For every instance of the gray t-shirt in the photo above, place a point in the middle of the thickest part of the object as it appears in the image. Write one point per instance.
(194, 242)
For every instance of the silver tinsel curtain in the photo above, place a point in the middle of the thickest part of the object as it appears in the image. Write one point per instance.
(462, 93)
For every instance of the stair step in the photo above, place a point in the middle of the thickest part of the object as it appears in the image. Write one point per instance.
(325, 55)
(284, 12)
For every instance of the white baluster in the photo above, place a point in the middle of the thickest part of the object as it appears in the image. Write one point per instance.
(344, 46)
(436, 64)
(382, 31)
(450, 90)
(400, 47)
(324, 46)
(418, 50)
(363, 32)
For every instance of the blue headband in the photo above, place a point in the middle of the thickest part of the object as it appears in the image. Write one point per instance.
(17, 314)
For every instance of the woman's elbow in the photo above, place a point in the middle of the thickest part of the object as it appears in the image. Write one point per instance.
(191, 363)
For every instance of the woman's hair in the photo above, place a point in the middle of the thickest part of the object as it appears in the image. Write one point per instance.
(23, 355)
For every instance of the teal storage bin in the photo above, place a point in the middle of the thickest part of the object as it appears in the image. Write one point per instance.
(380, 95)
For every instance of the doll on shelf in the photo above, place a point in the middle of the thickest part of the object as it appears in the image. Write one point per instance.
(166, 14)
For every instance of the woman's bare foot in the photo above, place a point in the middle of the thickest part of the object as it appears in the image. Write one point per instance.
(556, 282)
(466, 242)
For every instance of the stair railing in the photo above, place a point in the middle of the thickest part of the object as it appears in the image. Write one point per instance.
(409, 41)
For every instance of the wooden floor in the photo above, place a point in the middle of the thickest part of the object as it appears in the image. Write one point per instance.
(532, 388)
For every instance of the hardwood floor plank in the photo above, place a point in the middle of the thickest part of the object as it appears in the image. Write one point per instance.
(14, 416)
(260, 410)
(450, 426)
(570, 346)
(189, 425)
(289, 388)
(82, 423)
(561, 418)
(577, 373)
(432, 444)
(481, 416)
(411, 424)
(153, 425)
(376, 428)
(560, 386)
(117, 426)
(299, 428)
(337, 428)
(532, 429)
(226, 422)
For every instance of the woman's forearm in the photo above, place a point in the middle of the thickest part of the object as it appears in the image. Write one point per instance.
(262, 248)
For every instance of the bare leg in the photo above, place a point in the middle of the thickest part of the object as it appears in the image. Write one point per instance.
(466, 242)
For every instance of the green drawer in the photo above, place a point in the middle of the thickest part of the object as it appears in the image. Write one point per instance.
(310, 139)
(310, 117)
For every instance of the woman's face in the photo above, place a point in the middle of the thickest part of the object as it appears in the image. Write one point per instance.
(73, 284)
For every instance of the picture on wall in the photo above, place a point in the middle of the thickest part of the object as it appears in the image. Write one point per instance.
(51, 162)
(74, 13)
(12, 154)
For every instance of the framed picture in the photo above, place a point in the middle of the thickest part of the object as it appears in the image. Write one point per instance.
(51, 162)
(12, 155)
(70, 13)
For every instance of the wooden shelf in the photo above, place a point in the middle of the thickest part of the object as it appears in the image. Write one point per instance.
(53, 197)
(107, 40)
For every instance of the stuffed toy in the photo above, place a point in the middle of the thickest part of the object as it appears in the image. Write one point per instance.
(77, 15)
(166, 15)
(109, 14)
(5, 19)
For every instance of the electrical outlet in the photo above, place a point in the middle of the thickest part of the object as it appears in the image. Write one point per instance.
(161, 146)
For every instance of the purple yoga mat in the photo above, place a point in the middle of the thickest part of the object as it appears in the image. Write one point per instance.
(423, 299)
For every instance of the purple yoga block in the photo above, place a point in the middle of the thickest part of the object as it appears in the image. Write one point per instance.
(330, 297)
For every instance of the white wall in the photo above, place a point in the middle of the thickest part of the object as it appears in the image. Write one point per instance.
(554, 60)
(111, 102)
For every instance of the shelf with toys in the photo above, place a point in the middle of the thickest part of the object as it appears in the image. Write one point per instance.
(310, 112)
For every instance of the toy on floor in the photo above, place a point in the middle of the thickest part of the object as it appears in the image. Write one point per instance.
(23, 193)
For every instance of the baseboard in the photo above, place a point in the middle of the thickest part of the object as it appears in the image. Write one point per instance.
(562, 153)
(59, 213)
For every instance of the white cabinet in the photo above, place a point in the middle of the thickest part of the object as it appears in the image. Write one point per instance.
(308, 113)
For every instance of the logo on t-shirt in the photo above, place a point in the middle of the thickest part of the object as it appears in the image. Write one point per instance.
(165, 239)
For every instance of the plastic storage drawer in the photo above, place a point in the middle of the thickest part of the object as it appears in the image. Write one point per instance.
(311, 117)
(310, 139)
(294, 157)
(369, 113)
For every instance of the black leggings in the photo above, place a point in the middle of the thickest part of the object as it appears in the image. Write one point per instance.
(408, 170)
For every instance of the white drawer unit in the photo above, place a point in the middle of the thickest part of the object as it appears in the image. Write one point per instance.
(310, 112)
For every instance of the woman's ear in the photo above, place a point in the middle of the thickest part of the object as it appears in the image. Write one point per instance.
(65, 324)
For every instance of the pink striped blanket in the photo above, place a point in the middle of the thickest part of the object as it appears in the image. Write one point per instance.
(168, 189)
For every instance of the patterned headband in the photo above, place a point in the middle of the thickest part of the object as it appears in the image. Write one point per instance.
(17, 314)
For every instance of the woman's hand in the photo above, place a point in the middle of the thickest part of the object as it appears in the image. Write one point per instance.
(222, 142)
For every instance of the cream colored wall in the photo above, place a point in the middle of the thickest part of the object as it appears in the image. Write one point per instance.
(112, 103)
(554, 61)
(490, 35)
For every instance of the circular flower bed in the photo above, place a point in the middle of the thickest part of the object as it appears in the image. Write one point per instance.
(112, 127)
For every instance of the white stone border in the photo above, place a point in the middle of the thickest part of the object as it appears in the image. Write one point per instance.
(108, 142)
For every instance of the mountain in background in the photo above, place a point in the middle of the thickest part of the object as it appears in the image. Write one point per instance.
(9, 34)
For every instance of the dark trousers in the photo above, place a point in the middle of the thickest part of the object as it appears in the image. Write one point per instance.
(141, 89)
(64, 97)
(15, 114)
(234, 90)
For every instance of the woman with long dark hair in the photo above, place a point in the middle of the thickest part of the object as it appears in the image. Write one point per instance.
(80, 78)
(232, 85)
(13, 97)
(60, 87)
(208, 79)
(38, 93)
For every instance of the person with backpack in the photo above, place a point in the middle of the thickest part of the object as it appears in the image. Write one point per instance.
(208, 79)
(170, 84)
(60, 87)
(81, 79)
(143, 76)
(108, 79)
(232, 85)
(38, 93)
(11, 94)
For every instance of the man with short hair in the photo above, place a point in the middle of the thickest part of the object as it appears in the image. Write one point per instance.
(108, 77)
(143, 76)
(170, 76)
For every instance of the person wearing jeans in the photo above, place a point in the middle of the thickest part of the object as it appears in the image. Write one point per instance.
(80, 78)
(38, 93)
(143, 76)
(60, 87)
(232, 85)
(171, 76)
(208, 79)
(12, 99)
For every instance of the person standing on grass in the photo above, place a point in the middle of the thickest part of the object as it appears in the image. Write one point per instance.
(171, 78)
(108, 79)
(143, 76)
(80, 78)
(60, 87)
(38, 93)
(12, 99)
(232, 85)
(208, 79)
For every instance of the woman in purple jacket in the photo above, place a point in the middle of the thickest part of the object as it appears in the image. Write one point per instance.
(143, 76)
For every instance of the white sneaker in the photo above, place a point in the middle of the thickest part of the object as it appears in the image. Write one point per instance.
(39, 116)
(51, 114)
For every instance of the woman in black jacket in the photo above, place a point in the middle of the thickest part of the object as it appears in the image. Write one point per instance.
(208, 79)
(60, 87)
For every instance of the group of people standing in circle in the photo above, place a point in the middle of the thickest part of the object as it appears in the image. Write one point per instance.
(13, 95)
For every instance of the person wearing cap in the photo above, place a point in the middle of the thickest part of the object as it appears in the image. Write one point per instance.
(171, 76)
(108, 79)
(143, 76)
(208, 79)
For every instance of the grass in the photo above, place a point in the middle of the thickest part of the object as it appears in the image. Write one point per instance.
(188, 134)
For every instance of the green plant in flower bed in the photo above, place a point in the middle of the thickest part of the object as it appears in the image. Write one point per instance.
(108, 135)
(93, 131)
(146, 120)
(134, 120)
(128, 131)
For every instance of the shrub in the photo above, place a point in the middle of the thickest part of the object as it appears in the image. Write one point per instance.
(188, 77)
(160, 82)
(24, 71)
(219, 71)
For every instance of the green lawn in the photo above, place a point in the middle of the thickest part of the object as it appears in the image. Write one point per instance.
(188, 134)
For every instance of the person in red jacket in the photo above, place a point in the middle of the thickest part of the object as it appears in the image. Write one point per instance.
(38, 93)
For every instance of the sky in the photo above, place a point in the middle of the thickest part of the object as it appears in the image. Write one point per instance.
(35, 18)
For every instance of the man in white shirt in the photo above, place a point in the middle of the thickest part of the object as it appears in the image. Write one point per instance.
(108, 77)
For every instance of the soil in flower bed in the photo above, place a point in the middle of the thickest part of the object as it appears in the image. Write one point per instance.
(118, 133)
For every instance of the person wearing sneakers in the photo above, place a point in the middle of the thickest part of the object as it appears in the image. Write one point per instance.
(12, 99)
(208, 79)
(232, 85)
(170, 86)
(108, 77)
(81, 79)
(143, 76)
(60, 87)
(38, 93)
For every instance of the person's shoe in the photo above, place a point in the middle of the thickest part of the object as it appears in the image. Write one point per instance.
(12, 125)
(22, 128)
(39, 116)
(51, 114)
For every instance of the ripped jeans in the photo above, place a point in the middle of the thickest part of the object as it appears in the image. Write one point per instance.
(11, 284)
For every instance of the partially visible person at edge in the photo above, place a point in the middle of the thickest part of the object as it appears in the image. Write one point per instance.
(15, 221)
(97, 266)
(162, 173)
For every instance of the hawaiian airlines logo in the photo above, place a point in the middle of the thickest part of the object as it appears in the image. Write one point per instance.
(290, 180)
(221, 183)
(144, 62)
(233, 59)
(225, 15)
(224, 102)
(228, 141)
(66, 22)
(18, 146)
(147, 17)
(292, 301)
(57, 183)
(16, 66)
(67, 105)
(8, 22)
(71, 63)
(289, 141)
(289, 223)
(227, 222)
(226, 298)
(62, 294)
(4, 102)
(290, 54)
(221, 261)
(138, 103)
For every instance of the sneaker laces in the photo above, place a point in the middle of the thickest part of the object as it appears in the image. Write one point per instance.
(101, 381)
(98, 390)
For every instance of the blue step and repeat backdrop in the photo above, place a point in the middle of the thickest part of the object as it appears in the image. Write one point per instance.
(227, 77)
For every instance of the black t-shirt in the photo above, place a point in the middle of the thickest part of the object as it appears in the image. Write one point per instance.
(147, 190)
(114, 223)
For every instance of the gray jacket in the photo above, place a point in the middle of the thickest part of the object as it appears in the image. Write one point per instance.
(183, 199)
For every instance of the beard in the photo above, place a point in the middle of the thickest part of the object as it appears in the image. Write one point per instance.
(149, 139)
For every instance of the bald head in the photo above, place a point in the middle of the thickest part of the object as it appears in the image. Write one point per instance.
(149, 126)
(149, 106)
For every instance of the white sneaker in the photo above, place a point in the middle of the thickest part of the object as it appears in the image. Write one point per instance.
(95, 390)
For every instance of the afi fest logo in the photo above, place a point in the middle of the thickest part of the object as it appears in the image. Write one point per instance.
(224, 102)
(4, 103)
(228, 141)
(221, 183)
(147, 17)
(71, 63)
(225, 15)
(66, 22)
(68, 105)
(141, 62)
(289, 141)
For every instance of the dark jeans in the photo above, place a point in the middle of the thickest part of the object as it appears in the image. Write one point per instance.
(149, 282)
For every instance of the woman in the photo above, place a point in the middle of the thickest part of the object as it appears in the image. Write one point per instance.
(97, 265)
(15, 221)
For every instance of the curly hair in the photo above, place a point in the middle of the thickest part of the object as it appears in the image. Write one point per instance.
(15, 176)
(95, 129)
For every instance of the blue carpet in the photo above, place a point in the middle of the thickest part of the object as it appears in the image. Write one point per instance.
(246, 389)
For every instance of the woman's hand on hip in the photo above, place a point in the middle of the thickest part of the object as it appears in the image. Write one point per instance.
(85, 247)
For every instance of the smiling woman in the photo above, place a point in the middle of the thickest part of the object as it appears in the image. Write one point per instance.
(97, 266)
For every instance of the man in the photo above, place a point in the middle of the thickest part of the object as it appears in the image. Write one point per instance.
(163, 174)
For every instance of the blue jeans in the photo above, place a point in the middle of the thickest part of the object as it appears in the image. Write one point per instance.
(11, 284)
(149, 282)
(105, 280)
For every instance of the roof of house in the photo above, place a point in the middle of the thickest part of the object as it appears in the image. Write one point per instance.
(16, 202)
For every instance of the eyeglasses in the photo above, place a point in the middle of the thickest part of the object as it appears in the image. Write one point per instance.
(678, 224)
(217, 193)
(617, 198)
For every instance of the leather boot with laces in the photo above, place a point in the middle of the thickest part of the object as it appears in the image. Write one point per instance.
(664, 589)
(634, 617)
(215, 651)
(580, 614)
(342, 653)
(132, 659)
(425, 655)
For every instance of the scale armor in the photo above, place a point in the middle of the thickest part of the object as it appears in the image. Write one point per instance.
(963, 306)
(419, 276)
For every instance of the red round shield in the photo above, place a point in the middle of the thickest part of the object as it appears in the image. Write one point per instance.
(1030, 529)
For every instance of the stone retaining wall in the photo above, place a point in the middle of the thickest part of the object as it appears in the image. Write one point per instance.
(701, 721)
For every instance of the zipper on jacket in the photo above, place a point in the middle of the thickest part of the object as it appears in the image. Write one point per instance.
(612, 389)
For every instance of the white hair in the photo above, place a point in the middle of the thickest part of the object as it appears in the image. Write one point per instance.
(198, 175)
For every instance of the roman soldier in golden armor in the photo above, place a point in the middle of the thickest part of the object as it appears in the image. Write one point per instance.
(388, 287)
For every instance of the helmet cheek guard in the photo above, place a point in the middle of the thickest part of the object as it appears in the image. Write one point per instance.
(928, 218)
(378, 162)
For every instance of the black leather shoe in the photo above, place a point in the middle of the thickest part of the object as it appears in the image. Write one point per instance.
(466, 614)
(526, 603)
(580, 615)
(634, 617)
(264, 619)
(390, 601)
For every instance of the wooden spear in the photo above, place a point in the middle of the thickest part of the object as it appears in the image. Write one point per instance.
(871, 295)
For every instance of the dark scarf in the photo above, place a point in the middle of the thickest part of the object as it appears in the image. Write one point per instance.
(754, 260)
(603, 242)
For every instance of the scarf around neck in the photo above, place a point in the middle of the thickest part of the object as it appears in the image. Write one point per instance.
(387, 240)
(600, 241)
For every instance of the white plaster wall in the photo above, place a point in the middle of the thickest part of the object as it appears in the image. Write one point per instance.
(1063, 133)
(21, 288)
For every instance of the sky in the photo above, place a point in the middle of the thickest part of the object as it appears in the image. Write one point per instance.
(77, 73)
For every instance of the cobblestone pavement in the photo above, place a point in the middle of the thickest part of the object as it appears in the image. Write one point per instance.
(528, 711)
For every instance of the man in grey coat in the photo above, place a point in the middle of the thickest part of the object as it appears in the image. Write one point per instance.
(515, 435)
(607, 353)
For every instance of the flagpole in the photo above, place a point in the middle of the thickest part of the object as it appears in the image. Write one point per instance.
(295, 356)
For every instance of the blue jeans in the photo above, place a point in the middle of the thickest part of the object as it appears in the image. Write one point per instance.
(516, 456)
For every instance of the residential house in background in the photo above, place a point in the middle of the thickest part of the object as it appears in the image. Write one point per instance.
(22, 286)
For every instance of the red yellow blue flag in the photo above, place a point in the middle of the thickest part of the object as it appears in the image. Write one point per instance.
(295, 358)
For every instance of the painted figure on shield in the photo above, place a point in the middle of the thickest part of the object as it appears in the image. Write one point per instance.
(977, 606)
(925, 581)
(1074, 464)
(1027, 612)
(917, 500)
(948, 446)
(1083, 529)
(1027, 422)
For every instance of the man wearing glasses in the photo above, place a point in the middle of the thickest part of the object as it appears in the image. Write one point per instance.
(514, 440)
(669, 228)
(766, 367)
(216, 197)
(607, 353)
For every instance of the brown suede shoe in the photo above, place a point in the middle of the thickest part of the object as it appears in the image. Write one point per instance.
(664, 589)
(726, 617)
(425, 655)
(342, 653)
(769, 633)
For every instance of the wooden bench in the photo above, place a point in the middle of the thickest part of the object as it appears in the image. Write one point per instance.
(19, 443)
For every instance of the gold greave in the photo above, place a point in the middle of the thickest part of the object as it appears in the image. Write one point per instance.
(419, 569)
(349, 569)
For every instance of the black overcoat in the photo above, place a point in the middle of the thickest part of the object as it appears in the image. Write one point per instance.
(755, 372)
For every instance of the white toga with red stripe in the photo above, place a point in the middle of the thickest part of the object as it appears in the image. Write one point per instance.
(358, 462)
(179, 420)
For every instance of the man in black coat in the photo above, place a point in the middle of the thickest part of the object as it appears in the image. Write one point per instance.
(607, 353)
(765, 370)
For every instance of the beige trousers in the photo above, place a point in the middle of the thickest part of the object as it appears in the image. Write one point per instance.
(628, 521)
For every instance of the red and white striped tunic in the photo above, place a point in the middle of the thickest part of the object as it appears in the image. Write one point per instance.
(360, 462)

──────────────────────────────

Task details: Nothing but the lines from the one with "For every instance of the black overcoat" through the end of the data above should be repeated, each exactly as it stands.

Correct response:
For every instance of the black overcoat in the photo above, place a point in the middle of the thickest part of the object as it appears in the image. Write one point per instance.
(755, 372)
For every instance of the white toga with red stripe in the photo above, place a point in the middle of the thickest part of the object as it appears in the image. Write one point per instance.
(358, 462)
(179, 420)
For every instance of the man in black coat in the photo above, place a point in the middle of the thickest part of the object as it appears in the image. Write one point per instance.
(607, 353)
(765, 370)
For every instance of the beige trousers in the photo above, place a point in the middle of the thickest part of the object as it appears in the image. Write one point per instance.
(628, 521)
For every instance of the red and white striped tunic in the photo above, place a point in the middle of the thickest part of the object as it appears in the image. Write one point per instance.
(360, 462)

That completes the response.